To do: Reproduce only the lines from the one containing "Species-survey task: indicate the asphalt" through the end of the records, inclusive, with "asphalt pavement" changed to "road surface" and nothing else altered.

The input:
● ● ● ●
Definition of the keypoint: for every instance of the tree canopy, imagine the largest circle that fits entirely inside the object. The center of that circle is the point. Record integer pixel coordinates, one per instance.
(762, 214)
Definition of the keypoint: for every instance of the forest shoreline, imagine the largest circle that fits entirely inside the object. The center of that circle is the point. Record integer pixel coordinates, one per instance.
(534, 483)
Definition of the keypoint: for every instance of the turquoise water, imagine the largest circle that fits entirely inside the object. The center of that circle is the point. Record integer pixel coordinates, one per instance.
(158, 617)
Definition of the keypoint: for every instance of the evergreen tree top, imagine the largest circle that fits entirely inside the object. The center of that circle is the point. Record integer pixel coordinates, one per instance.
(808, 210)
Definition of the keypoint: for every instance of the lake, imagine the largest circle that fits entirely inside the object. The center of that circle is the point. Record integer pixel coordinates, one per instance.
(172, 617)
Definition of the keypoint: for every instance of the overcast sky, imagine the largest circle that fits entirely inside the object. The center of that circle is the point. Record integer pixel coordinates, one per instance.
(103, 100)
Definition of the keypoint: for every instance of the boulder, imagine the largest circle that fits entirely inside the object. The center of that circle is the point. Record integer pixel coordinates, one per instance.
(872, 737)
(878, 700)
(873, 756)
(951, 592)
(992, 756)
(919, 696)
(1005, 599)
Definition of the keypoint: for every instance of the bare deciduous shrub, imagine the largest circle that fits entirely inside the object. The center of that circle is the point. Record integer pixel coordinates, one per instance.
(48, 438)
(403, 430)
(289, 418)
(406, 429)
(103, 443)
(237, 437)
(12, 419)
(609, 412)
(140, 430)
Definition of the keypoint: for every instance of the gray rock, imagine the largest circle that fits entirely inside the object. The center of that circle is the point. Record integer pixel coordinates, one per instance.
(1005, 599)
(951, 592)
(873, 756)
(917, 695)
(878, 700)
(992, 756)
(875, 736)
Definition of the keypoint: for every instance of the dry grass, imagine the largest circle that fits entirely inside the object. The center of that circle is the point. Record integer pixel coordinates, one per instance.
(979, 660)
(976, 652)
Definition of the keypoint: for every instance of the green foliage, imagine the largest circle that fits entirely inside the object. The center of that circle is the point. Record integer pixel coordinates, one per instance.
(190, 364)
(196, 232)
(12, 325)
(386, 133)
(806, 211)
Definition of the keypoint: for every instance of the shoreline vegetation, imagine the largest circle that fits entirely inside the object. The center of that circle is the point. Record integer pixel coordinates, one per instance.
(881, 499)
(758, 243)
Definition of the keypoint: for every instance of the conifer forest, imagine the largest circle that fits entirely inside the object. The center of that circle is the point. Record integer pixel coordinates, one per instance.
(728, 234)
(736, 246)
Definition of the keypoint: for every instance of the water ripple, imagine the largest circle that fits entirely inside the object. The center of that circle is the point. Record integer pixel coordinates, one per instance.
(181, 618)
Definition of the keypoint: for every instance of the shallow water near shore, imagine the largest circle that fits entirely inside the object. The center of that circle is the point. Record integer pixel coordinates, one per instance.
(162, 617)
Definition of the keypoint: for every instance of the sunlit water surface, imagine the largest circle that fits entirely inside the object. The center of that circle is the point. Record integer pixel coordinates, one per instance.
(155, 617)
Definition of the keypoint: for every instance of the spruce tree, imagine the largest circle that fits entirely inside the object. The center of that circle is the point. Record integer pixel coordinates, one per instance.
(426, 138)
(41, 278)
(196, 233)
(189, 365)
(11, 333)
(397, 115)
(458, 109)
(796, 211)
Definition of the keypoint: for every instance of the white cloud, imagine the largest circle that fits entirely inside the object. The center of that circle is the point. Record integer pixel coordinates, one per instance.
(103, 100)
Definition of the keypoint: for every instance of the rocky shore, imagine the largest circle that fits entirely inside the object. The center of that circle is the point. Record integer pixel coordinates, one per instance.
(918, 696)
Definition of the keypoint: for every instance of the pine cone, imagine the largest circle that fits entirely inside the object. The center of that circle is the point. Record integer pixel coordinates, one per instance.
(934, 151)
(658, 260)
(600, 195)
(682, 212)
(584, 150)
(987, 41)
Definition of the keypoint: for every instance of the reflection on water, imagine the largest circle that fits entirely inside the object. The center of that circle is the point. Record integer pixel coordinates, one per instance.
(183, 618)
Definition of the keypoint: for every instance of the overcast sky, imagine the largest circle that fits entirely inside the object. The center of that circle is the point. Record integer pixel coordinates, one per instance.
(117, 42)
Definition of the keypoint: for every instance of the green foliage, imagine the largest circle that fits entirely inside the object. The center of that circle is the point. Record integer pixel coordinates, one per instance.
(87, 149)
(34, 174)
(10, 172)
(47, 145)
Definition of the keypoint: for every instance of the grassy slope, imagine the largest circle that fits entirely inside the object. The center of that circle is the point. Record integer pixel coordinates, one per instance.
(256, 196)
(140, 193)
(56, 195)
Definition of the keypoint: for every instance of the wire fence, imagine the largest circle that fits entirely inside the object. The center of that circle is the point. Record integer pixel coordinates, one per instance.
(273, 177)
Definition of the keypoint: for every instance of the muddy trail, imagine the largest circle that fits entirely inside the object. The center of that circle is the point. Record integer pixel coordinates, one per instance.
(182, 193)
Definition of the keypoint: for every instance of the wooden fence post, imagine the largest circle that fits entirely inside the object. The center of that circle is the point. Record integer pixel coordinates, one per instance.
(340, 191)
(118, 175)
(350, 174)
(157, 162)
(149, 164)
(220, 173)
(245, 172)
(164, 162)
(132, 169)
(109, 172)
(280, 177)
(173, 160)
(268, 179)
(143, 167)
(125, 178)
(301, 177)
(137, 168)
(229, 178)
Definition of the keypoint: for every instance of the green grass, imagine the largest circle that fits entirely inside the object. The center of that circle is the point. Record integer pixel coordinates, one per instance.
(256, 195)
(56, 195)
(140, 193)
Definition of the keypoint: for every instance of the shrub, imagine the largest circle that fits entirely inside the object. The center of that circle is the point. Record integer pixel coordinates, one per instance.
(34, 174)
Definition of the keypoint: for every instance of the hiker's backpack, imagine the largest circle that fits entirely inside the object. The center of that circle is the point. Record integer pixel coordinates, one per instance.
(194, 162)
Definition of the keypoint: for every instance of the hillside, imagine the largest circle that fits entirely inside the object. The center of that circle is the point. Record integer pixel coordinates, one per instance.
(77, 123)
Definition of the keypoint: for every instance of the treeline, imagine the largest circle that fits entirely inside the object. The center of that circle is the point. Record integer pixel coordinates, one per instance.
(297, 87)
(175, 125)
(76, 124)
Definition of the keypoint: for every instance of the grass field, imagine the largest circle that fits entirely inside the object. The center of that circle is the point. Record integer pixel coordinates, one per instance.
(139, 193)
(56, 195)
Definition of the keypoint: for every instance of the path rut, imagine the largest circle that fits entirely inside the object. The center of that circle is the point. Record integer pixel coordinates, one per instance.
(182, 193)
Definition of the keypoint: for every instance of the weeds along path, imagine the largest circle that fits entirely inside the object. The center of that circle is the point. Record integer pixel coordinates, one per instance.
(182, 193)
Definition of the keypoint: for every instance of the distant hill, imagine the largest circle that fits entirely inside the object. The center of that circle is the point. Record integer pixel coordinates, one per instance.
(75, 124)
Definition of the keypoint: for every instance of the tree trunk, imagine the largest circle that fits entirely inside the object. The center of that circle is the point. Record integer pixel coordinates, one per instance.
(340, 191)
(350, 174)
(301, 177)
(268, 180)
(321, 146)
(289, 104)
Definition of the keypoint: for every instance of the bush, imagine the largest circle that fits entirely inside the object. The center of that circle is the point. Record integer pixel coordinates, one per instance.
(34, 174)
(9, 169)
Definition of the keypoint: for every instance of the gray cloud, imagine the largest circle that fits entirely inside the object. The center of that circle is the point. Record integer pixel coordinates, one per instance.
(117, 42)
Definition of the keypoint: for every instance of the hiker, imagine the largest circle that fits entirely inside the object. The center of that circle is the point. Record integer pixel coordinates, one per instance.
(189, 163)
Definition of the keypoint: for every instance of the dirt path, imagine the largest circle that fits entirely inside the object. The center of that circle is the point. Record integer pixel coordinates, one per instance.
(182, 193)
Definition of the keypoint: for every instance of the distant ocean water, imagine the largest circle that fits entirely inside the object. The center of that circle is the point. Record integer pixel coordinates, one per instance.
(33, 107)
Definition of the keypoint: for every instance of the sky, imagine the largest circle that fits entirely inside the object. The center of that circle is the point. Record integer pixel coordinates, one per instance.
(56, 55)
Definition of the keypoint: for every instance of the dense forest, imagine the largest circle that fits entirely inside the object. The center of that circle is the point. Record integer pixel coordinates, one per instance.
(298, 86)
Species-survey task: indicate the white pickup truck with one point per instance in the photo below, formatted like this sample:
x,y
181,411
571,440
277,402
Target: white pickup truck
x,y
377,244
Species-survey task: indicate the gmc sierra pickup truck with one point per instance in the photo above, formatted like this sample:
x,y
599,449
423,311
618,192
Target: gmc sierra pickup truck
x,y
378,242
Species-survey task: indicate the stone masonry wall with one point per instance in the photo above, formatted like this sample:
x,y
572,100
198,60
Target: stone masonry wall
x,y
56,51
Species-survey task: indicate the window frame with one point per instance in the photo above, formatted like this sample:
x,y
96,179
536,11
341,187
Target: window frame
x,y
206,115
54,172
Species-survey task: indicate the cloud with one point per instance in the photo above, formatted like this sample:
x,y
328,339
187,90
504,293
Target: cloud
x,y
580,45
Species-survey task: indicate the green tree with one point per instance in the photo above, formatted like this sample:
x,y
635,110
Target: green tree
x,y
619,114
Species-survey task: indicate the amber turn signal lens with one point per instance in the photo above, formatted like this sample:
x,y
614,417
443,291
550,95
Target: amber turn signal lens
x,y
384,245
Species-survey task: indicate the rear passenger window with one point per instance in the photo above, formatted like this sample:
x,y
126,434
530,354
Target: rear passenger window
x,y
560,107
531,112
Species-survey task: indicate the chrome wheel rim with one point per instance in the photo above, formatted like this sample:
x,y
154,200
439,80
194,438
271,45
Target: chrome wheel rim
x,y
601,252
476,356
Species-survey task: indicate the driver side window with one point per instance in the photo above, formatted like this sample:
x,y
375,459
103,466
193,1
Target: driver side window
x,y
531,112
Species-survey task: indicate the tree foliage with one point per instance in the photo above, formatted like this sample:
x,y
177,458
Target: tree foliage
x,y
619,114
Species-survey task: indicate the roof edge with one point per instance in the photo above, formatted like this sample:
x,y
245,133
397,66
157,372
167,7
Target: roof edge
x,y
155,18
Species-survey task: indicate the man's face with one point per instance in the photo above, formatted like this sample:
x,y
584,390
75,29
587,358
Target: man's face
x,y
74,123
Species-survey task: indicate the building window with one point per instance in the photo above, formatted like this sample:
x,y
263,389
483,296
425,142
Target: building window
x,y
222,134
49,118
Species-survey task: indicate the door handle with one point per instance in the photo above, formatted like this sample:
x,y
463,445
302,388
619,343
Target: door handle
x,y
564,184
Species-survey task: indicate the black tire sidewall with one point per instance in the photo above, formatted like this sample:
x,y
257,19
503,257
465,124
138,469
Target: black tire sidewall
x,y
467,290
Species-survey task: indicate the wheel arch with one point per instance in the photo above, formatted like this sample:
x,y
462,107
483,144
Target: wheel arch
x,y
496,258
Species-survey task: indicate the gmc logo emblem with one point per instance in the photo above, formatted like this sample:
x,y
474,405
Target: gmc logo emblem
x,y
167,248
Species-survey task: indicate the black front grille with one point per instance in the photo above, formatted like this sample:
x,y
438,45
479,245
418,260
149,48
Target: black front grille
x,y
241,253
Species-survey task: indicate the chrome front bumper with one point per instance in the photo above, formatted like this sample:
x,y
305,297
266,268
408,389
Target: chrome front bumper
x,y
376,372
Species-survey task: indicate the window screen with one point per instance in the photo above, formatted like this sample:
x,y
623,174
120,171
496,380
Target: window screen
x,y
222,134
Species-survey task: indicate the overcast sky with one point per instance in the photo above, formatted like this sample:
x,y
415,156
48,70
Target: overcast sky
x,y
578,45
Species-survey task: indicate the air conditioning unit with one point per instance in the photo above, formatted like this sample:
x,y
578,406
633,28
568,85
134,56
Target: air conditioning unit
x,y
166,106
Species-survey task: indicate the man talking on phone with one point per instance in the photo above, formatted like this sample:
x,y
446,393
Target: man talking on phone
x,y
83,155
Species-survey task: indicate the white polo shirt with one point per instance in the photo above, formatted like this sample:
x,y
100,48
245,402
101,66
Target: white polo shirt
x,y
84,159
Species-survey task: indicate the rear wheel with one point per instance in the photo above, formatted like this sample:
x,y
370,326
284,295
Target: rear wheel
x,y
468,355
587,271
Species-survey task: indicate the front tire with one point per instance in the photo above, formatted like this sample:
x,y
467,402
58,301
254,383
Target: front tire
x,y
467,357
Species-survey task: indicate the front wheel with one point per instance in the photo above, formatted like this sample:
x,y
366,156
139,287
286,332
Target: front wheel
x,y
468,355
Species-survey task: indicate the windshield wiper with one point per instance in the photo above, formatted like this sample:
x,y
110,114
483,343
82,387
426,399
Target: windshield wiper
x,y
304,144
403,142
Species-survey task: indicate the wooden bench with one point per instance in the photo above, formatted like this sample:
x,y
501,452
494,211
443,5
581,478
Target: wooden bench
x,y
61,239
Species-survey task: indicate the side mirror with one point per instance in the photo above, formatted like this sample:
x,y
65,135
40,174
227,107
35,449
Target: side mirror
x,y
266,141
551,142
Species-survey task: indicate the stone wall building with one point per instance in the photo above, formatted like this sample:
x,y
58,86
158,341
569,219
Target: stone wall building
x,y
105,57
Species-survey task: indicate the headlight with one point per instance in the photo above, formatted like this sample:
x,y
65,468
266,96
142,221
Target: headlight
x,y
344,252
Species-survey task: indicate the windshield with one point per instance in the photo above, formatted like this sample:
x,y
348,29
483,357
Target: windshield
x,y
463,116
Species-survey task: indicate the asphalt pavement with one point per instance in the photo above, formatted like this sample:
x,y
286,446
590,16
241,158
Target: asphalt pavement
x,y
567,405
● ● ● ●
The completed task:
Species-survey task: indicate the road surface with one point per instance in the photo above, formatted like this sample:
x,y
286,446
590,16
241,158
Target: road surface
x,y
567,405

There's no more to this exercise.